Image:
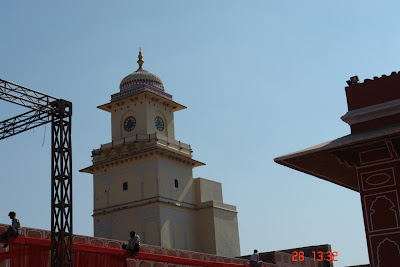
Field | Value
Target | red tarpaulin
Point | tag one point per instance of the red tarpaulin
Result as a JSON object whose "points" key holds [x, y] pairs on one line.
{"points": [[35, 252]]}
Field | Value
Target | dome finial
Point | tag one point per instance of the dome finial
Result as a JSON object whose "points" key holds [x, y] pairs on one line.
{"points": [[140, 61]]}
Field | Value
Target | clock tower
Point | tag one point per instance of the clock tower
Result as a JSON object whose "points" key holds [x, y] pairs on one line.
{"points": [[143, 181]]}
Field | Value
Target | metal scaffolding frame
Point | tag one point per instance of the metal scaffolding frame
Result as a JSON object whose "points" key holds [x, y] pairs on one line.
{"points": [[45, 108]]}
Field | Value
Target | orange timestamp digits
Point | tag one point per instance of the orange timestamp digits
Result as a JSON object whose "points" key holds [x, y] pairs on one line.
{"points": [[317, 255]]}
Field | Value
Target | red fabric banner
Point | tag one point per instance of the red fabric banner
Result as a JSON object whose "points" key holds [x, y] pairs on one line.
-----
> GIVEN INSTRUCTION: Write out every line of the data above again, not only the answers, adding -9 to each x and y coordinate in the answers. Leave the image out.

> FINAL RESULT:
Image:
Field | Value
Target | red tarpaulin
Point | tag one point per instance of the red tarpaulin
Result as a JSON object whose "points" key holds [x, y] pairs on one line.
{"points": [[26, 243]]}
Field | Value
Target | dome finial
Point | tag one point per instance of the dome finial
Result as a JSON object whose "points" key holds [x, y] pairs on one line.
{"points": [[131, 52]]}
Field | Value
Target | clock tower
Point | tag one point per instance of the clock tower
Result as a JSON object whose "points" key holds [x, y] pairs on one line.
{"points": [[134, 172]]}
Field | Value
Target | metal scaffolding frame
Point | tag one point per instance of the metal scaffolding frame
Result as a JSON object whose "points" key holds [x, y] pairs on one line.
{"points": [[36, 99]]}
Field | Value
Target | orange timestamp digits
Point | tag one point per instance of the orange timestamp digits
Result as a JSON object whose "points" key holds [x, y] pairs on one line.
{"points": [[308, 246]]}
Field | Value
Target | red fabric banner
Point | tag one point per instance of the red fabric banner
Result as a JSON object whose "points" key holds [x, y] pairs on one line.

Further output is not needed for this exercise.